* **Texto fornecido**:
● ● ● ● ●

III - Neste “quadro” legal, o objecto da prova pericial tem que recair sobre os «factos da causa», os factos essenciais (principais) alegados pelo autor para fundamentar a causa de pedir, pelo réu na contestação para fundamentar as excepções e/ou fundamentar o pedido reconvencional, e pelo Autor para fundamentar as contra-excepções que invoca contra o réu ou fundamentar as excepções que deduziu contra o pedido reconvencional (cfr. arts. 5º/1, 583º, 584º, e 3º/4 do C.P.Civil de 2013), mas também sobre os factos instrumentais e/ou complementares dos factos essenciais alegados [cfr. art. 5º/a) e b) do C.P.Civil de 2013].
IV - Mas na determinação do objecto da prova pericial temos também que considerar o disposto no art. 476º do C.P.Civil de 2013.

● ● ● ● ●

* **Listagem extraída**:

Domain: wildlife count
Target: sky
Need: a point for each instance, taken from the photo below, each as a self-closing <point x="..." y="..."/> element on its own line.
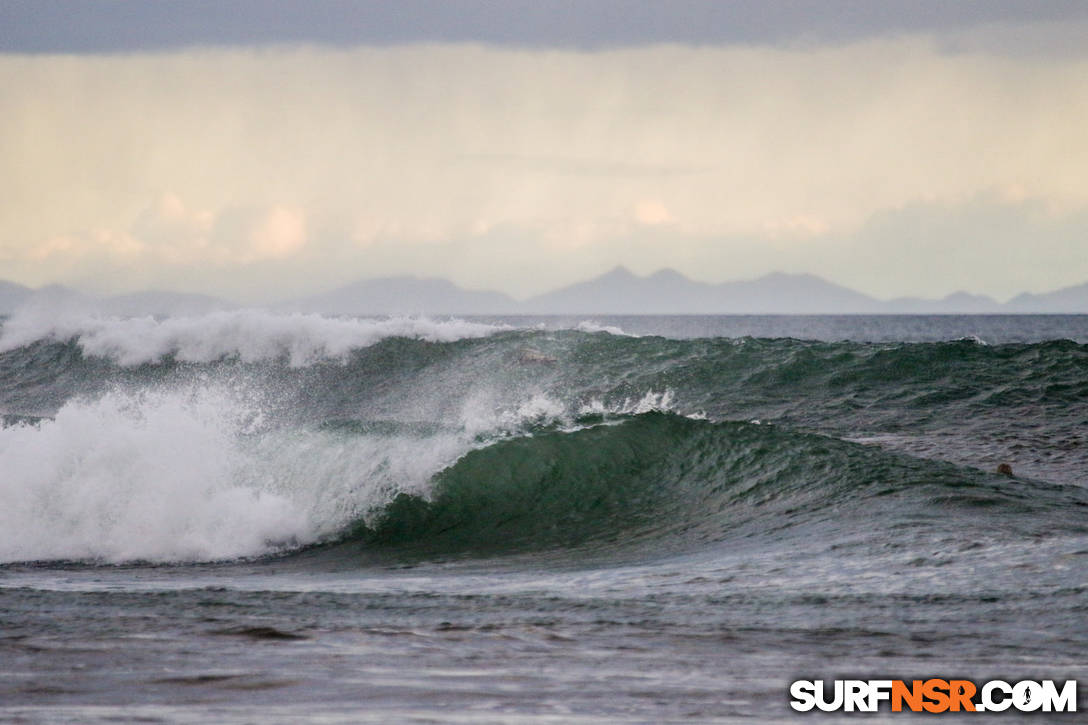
<point x="261" y="149"/>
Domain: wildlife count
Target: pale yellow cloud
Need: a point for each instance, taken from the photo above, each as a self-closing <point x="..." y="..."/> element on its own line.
<point x="267" y="150"/>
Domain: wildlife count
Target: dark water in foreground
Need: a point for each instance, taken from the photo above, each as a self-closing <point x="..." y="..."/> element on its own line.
<point x="258" y="518"/>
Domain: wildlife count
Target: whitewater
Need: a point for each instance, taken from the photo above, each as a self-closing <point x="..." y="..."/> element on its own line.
<point x="258" y="516"/>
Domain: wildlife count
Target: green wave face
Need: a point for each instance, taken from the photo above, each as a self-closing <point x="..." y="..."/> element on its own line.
<point x="662" y="482"/>
<point x="535" y="441"/>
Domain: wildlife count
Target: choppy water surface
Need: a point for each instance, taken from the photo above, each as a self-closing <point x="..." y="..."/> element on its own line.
<point x="256" y="517"/>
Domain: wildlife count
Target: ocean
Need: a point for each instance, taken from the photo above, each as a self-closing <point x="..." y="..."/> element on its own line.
<point x="257" y="517"/>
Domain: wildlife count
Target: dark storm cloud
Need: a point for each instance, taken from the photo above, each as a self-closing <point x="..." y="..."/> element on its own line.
<point x="133" y="25"/>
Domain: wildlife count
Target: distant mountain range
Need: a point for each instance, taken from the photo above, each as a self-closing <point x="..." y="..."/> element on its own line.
<point x="618" y="292"/>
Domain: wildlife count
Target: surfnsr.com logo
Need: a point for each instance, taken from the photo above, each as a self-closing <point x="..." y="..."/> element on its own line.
<point x="934" y="696"/>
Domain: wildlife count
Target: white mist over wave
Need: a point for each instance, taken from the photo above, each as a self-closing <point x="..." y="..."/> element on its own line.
<point x="204" y="471"/>
<point x="146" y="477"/>
<point x="249" y="335"/>
<point x="592" y="327"/>
<point x="195" y="474"/>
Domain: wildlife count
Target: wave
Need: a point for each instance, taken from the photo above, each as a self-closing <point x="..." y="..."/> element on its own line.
<point x="248" y="335"/>
<point x="671" y="483"/>
<point x="249" y="433"/>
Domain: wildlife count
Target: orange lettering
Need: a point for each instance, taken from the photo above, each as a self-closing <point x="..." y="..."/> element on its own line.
<point x="912" y="695"/>
<point x="936" y="691"/>
<point x="962" y="691"/>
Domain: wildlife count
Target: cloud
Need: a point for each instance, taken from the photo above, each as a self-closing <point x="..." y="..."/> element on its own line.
<point x="359" y="160"/>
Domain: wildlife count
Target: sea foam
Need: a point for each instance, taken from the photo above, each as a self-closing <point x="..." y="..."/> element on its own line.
<point x="249" y="335"/>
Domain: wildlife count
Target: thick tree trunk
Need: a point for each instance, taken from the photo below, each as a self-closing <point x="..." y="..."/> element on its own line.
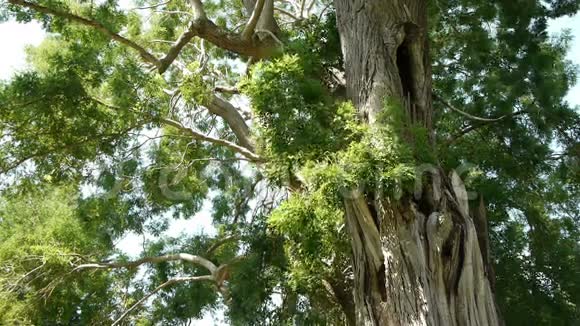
<point x="417" y="260"/>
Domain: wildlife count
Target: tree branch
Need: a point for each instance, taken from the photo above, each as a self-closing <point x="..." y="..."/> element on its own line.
<point x="197" y="260"/>
<point x="253" y="21"/>
<point x="159" y="288"/>
<point x="467" y="115"/>
<point x="473" y="127"/>
<point x="206" y="29"/>
<point x="220" y="243"/>
<point x="197" y="135"/>
<point x="145" y="55"/>
<point x="233" y="119"/>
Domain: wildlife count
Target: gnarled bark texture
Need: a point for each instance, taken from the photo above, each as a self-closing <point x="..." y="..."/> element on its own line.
<point x="417" y="260"/>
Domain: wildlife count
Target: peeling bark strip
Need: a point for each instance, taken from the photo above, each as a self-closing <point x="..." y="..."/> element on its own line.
<point x="416" y="261"/>
<point x="385" y="49"/>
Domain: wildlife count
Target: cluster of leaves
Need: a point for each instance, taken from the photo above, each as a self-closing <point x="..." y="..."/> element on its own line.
<point x="40" y="237"/>
<point x="497" y="59"/>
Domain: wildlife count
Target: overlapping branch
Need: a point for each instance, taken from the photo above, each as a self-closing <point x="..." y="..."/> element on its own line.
<point x="145" y="55"/>
<point x="217" y="274"/>
<point x="200" y="26"/>
<point x="197" y="135"/>
<point x="197" y="260"/>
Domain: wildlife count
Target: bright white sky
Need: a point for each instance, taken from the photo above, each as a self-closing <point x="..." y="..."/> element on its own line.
<point x="15" y="37"/>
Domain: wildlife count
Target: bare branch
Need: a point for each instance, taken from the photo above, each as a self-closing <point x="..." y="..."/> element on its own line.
<point x="467" y="115"/>
<point x="159" y="288"/>
<point x="197" y="260"/>
<point x="253" y="21"/>
<point x="198" y="11"/>
<point x="220" y="243"/>
<point x="233" y="118"/>
<point x="152" y="6"/>
<point x="225" y="89"/>
<point x="473" y="127"/>
<point x="287" y="13"/>
<point x="206" y="29"/>
<point x="145" y="55"/>
<point x="197" y="135"/>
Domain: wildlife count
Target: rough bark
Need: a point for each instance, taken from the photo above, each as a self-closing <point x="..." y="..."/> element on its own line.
<point x="417" y="260"/>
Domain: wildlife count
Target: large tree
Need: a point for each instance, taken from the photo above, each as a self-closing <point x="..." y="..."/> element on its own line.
<point x="334" y="142"/>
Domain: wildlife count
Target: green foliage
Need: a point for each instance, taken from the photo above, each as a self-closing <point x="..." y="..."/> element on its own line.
<point x="87" y="112"/>
<point x="39" y="239"/>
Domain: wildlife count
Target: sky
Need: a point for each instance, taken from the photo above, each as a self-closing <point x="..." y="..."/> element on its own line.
<point x="14" y="38"/>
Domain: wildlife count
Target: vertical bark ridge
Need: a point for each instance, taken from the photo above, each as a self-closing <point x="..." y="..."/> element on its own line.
<point x="425" y="249"/>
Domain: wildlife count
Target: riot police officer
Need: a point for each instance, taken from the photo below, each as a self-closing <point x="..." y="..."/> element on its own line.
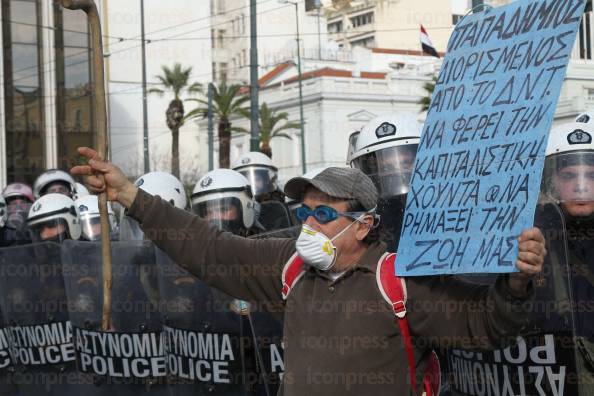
<point x="54" y="218"/>
<point x="54" y="181"/>
<point x="261" y="173"/>
<point x="385" y="150"/>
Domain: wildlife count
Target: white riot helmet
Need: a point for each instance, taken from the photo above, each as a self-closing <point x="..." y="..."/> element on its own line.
<point x="3" y="212"/>
<point x="54" y="181"/>
<point x="259" y="170"/>
<point x="90" y="219"/>
<point x="81" y="191"/>
<point x="385" y="150"/>
<point x="165" y="185"/>
<point x="569" y="165"/>
<point x="586" y="118"/>
<point x="54" y="217"/>
<point x="224" y="198"/>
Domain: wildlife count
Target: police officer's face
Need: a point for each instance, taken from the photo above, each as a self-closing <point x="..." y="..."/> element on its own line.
<point x="52" y="231"/>
<point x="575" y="188"/>
<point x="221" y="213"/>
<point x="396" y="162"/>
<point x="348" y="241"/>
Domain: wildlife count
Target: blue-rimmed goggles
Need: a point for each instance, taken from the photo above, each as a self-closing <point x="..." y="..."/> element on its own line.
<point x="323" y="214"/>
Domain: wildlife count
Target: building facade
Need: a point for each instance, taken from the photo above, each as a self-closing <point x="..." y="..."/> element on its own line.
<point x="46" y="95"/>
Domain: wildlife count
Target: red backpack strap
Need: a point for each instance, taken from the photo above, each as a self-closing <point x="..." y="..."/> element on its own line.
<point x="292" y="272"/>
<point x="393" y="289"/>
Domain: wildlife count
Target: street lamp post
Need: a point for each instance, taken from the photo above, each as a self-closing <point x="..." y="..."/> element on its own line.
<point x="302" y="122"/>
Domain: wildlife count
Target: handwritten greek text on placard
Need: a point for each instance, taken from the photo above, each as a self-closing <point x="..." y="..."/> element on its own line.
<point x="479" y="164"/>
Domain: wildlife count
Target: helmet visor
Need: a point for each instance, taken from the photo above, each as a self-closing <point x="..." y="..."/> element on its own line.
<point x="390" y="169"/>
<point x="352" y="145"/>
<point x="569" y="177"/>
<point x="224" y="213"/>
<point x="263" y="180"/>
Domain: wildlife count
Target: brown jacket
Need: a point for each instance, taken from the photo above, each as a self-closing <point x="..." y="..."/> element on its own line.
<point x="340" y="337"/>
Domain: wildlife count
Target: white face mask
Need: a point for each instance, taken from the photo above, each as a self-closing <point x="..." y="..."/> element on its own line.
<point x="316" y="249"/>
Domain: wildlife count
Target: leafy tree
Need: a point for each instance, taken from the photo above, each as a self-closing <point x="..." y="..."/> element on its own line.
<point x="175" y="81"/>
<point x="228" y="101"/>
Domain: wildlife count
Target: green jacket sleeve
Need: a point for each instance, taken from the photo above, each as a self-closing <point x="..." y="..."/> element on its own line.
<point x="243" y="268"/>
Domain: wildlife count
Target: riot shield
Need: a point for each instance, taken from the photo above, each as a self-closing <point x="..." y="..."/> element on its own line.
<point x="129" y="357"/>
<point x="391" y="211"/>
<point x="206" y="342"/>
<point x="274" y="215"/>
<point x="543" y="360"/>
<point x="291" y="232"/>
<point x="34" y="305"/>
<point x="6" y="367"/>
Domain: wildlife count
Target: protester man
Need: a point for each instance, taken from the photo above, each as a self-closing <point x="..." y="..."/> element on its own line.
<point x="385" y="150"/>
<point x="54" y="181"/>
<point x="569" y="181"/>
<point x="262" y="174"/>
<point x="19" y="198"/>
<point x="224" y="198"/>
<point x="340" y="335"/>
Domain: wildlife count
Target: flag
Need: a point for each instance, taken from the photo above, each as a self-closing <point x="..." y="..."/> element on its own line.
<point x="427" y="45"/>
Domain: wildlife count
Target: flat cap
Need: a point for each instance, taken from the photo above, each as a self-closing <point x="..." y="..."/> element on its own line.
<point x="341" y="183"/>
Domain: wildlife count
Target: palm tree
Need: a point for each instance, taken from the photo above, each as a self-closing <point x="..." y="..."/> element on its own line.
<point x="270" y="127"/>
<point x="425" y="101"/>
<point x="175" y="80"/>
<point x="227" y="102"/>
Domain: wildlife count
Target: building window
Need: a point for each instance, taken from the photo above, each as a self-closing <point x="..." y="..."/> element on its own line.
<point x="363" y="19"/>
<point x="368" y="42"/>
<point x="75" y="116"/>
<point x="586" y="34"/>
<point x="335" y="27"/>
<point x="23" y="90"/>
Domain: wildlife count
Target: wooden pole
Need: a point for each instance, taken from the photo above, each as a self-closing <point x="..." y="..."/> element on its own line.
<point x="89" y="7"/>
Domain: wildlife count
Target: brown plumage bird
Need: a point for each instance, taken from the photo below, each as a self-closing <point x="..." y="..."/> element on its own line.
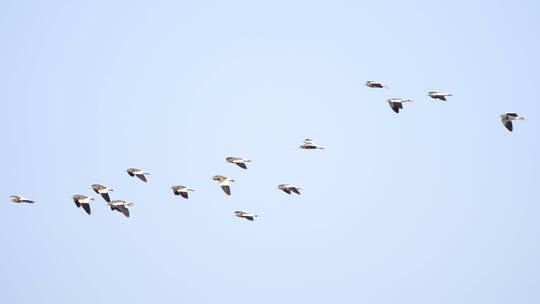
<point x="223" y="183"/>
<point x="120" y="206"/>
<point x="438" y="95"/>
<point x="374" y="84"/>
<point x="397" y="103"/>
<point x="507" y="118"/>
<point x="21" y="199"/>
<point x="83" y="201"/>
<point x="103" y="191"/>
<point x="247" y="216"/>
<point x="309" y="145"/>
<point x="240" y="162"/>
<point x="289" y="188"/>
<point x="181" y="190"/>
<point x="138" y="173"/>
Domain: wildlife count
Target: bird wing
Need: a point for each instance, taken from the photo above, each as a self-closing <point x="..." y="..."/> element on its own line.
<point x="508" y="124"/>
<point x="226" y="189"/>
<point x="295" y="190"/>
<point x="106" y="197"/>
<point x="86" y="208"/>
<point x="395" y="106"/>
<point x="441" y="97"/>
<point x="123" y="210"/>
<point x="241" y="165"/>
<point x="141" y="177"/>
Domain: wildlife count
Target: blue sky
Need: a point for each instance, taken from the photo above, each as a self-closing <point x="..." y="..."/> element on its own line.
<point x="432" y="205"/>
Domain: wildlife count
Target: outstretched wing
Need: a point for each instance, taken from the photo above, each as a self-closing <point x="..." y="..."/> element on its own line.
<point x="86" y="208"/>
<point x="241" y="165"/>
<point x="395" y="106"/>
<point x="123" y="209"/>
<point x="226" y="189"/>
<point x="106" y="197"/>
<point x="441" y="97"/>
<point x="508" y="124"/>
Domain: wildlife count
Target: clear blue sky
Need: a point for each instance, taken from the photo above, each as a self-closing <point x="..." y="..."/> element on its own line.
<point x="437" y="204"/>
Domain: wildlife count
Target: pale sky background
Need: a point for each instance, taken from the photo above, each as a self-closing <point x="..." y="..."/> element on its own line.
<point x="437" y="204"/>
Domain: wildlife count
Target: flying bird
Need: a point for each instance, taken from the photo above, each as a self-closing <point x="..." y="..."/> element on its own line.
<point x="309" y="145"/>
<point x="288" y="188"/>
<point x="21" y="199"/>
<point x="507" y="118"/>
<point x="181" y="190"/>
<point x="120" y="206"/>
<point x="397" y="103"/>
<point x="438" y="95"/>
<point x="240" y="162"/>
<point x="103" y="191"/>
<point x="247" y="216"/>
<point x="223" y="183"/>
<point x="138" y="173"/>
<point x="375" y="84"/>
<point x="83" y="201"/>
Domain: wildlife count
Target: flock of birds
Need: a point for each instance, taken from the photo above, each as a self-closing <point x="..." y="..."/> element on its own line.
<point x="121" y="206"/>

● ● ● ● ●

* **Requisitos do exercício**:
(a) Copie o trecho do texto sobre a prova pericial de "III - Neste" a "C.P.Civil de 2013].".
(b) Com base no texto sobre a prova pericial, diga se cada afirmação é verdadeira (sim ou não) e cite as palavras do texto que o mostram: (i) O objecto da prova pericial recai apenas sobre os factos essenciais. (ii) O réu pode alegar factos na contestação para fundamentar o pedido reconvencional. (iii) Na determinação do objecto da prova pericial deve também considerar-se o art. 476º do C.P.Civil de 2013.
(c) Segundo o texto sobre a prova pericial, que artigo do C.P.Civil de 2013 também deve ser tido em conta na determinação do objecto dessa prova?
A listagem vem de uma fonte diferente da do texto sobre a prova pericial.

* **Resultados das tarefas**:
(a)
III - Neste “quadro” legal, o objecto da prova pericial tem que recair sobre os «factos da causa», os factos essenciais (principais) alegados pelo autor para fundamentar a causa de pedir, pelo réu na contestação para fundamentar as excepções e/ou fundamentar o pedido reconvencional, e pelo Autor para fundamentar as contra-excepções que invoca contra o réu ou fundamentar as excepções que deduziu contra o pedido reconvencional (cfr. arts. 5º/1, 583º, 584º, e 3º/4 do C.P.Civil de 2013), mas também sobre os factos instrumentais e/ou complementares dos factos essenciais alegados [cfr. art. 5º/a) e b) do C.P.Civil de 2013].

(b)
(i) Não: "mas também sobre os factos instrumentais e/ou complementares dos factos essenciais alegados".
(ii) Sim: "pelo réu na contestação para fundamentar as excepções e/ou fundamentar o pedido reconvencional".
(iii) Sim: "temos também que considerar o disposto no art. 476º do C.P.Civil de 2013".

(c) O art. 476º do C.P.Civil de 2013.